Summarize the article below about Infineon and Nvidia's humanoid robot work in two sentences.

Provided passage:
◆ ◆ ◆ ◆

March 17, 2026 by Sam Francis

Infineon Technologies has announced the expansion of its collaboration with Nvidia to advance system architectures for physical AI, with a focus on humanoid robots.

Building on the collaboration announced in August 2025, the companies intend to combine Infineon’s strengths in motor control, microcontrollers, power systems and security with Nvidia’s AI, robotics and simulation platforms to help the ecosystem design and deploy humanoid robots.

Infineon will also join Nvidia Halos AI Systems Inspection Lab to examine the design of robust hardware and software safety foundations, ensuring that robots can operate safely and securely in real-world environments.

Humanoid robots are complex systems that must perceive their surroundings, make decisions in real time and act safely – often in workplaces designed for humans. To enable this, they rely on a chain of semiconductor-based functions: sensing, processing, actuation, connectivity and energy management.

Infineon is bringing its semiconductor solutions to Nvidia’s simulation and robotics platforms to accelerate this chain of sensing, thinking, and acting safely and securely so that humanoid robots can move more quickly from lab pilots into deployment at scale.

A key element of the collaboration is the use of digital twins of Infineon’s smart actuators and selected sensors. These virtual models are deployed in Nvidia Isaac Sim and Nvidia Isaac Lab, open robotic learning and simulation frameworks, so developers can test and finetune robot motion control and perception in realistic simulation before hardware is built or integrated.

By identifying and resolving issues earlier in the development cycle, customers can shorten time‑to‑market and reduce integration risk for humanoids used in applications such as logistics, manufacturing and service robotics.

◆ ◆ ◆ ◆

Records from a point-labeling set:

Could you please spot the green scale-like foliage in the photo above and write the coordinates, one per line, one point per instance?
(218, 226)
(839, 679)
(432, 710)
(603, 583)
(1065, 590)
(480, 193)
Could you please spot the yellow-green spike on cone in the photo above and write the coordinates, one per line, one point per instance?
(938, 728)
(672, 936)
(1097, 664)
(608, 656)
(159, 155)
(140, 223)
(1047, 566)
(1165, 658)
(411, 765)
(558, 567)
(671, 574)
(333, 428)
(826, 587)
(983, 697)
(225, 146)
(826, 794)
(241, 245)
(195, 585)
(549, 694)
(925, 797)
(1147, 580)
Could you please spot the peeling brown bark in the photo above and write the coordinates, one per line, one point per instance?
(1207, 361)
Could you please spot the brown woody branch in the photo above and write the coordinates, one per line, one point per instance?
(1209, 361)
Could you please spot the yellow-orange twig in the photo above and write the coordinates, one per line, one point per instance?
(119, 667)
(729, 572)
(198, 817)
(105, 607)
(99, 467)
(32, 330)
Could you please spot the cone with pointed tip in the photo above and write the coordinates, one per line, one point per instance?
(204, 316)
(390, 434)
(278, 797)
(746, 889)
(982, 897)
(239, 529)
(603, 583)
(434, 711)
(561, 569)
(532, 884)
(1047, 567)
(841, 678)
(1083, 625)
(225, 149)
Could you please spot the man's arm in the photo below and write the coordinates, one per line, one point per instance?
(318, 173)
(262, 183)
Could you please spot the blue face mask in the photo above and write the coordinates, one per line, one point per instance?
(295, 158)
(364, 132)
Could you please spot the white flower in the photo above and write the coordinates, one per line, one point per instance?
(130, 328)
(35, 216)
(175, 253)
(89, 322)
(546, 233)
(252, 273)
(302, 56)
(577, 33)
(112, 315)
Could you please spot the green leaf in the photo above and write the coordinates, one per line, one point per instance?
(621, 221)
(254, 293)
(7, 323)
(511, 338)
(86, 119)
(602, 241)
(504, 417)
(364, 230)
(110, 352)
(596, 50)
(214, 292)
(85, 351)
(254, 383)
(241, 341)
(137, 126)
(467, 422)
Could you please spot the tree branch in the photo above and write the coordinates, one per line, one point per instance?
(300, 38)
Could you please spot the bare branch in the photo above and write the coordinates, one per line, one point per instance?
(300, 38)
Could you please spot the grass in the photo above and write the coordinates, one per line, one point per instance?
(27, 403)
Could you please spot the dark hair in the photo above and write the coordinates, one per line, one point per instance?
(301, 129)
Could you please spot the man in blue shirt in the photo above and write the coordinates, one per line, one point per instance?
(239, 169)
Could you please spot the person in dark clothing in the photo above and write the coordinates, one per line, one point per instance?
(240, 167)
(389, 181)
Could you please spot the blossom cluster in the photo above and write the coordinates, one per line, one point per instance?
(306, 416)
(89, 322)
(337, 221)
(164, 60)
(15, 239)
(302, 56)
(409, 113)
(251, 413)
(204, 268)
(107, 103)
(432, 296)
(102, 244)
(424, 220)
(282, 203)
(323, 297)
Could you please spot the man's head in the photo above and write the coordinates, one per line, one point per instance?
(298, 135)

◆ ◆ ◆ ◆

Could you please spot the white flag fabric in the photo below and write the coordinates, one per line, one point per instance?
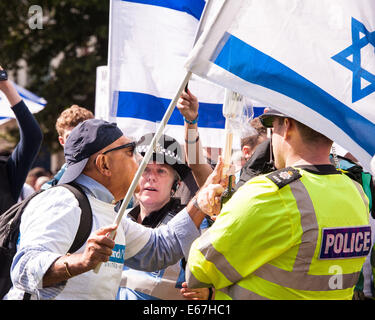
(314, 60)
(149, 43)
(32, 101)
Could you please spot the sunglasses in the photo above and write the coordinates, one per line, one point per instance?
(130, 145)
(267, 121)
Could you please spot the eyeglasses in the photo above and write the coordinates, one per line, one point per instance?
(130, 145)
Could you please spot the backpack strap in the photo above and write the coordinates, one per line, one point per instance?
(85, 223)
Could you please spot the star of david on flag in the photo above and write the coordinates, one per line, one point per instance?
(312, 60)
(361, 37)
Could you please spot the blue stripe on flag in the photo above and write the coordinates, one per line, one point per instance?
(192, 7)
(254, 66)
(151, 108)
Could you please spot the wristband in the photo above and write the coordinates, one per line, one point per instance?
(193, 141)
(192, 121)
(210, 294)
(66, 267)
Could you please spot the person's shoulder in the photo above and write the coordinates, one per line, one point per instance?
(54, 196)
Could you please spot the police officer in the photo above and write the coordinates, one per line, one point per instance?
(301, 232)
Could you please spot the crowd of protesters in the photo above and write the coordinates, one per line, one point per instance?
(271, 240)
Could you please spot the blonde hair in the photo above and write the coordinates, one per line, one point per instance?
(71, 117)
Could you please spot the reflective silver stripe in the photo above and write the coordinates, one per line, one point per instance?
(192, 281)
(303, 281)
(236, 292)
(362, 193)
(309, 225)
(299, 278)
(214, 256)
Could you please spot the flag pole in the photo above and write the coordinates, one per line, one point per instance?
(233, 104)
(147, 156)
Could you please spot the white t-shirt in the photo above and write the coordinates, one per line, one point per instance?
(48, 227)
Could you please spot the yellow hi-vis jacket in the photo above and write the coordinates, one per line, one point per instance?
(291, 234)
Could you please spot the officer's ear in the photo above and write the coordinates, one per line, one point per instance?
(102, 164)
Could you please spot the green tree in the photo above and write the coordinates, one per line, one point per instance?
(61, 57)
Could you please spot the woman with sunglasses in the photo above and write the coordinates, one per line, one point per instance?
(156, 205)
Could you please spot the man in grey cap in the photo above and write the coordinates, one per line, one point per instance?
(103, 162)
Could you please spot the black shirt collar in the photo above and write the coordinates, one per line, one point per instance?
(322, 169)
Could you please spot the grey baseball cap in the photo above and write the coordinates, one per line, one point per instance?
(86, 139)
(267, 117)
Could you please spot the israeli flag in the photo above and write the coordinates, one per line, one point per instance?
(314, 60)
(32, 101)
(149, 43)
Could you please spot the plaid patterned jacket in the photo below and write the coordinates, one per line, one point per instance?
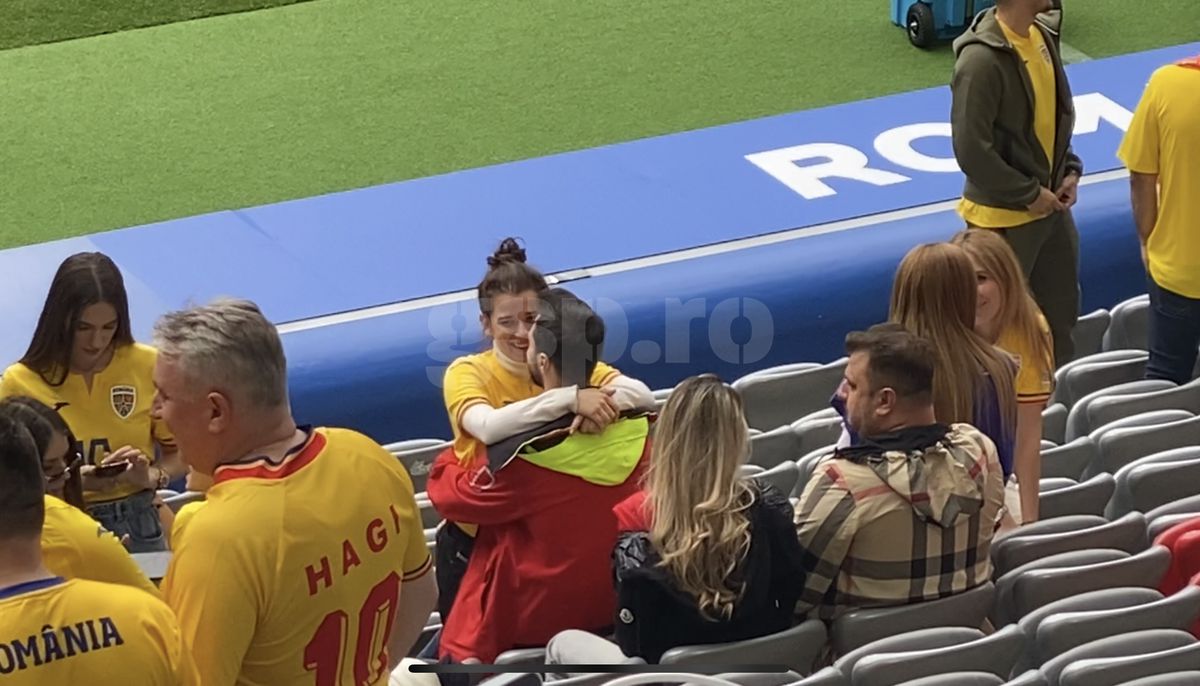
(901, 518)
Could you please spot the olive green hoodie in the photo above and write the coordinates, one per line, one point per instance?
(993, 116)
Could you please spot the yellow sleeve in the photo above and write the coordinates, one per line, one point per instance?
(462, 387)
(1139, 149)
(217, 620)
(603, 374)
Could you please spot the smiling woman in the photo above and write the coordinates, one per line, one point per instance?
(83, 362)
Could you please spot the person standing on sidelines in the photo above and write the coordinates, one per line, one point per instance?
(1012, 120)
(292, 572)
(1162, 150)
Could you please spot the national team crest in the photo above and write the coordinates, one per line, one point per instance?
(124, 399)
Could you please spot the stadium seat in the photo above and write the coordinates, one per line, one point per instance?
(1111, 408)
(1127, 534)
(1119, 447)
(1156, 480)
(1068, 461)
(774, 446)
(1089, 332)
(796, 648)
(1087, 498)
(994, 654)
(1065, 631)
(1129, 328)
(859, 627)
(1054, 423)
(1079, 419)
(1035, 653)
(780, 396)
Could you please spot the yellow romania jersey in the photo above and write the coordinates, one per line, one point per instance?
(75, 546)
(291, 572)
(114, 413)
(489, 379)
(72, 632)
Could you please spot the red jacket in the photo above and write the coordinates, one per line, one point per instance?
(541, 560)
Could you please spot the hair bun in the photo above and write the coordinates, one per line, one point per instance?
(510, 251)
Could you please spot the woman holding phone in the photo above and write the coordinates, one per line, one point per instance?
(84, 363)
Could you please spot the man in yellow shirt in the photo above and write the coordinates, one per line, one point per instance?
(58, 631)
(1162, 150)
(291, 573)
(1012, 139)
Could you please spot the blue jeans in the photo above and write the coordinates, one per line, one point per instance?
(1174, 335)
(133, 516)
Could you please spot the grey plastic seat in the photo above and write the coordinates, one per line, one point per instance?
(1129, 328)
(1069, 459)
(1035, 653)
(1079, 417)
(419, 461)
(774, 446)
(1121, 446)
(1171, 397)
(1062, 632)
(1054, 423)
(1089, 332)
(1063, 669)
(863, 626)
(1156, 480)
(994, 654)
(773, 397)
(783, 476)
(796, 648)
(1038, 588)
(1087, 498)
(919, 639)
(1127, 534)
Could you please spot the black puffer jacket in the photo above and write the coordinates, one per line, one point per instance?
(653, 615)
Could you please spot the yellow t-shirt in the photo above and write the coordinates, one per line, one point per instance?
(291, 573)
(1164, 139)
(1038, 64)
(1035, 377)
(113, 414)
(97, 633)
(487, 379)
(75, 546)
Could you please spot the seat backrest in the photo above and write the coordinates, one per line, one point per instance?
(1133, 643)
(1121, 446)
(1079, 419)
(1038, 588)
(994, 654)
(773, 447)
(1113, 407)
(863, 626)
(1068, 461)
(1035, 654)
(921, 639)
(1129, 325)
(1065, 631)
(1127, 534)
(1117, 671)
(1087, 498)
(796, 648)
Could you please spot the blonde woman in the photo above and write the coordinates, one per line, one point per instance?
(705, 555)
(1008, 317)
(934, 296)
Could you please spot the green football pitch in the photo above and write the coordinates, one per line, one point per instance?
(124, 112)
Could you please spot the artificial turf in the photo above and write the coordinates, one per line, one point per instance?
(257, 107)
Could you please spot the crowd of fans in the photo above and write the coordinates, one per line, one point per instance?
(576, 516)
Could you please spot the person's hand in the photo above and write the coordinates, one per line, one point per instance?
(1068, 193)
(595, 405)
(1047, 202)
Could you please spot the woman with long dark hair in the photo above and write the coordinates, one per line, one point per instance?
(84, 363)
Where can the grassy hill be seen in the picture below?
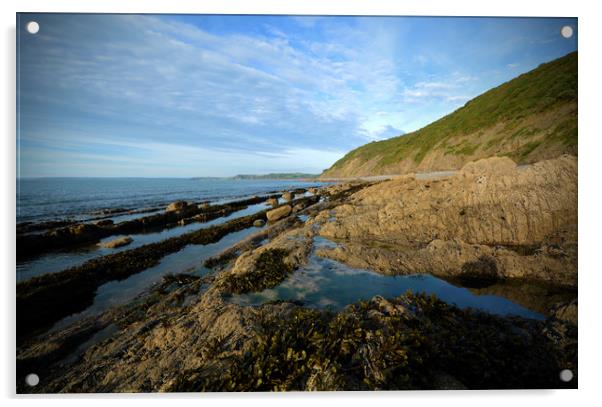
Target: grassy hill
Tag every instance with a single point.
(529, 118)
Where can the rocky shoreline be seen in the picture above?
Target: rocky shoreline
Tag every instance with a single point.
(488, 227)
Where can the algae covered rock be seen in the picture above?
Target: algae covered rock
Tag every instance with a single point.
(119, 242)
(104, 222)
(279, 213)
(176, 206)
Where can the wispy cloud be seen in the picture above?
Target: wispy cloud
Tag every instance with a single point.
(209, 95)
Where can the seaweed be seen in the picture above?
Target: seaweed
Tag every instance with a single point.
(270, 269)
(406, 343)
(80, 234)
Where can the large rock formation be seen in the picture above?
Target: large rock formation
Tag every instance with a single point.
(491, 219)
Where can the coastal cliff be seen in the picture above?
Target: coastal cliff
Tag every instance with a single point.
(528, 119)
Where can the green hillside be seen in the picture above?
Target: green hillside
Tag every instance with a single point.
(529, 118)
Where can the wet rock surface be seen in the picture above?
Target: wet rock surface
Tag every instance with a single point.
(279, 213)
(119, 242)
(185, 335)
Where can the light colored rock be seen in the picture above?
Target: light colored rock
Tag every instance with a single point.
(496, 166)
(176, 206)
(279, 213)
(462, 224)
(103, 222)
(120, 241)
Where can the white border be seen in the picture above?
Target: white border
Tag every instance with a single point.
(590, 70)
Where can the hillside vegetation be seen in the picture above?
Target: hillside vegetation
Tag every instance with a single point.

◆ ◆ ◆ ◆

Answer for this exercise: Infineon Technologies is expanding its collaboration with Nvidia on system architectures for physical AI with a focus on humanoid robots, combining its motor control, microcontroller, power and security strengths with Nvidia's AI, robotics and simulation platforms, and it will join the Nvidia Halos AI Systems Inspection Lab to examine hardware and software safety foundations. A key element is deploying digital twins of Infineon's smart actuators and selected sensors in Nvidia Isaac Sim and Isaac Lab, so developers can test and fine-tune motion control and perception before hardware is built, which can shorten time-to-market and reduce integration risk.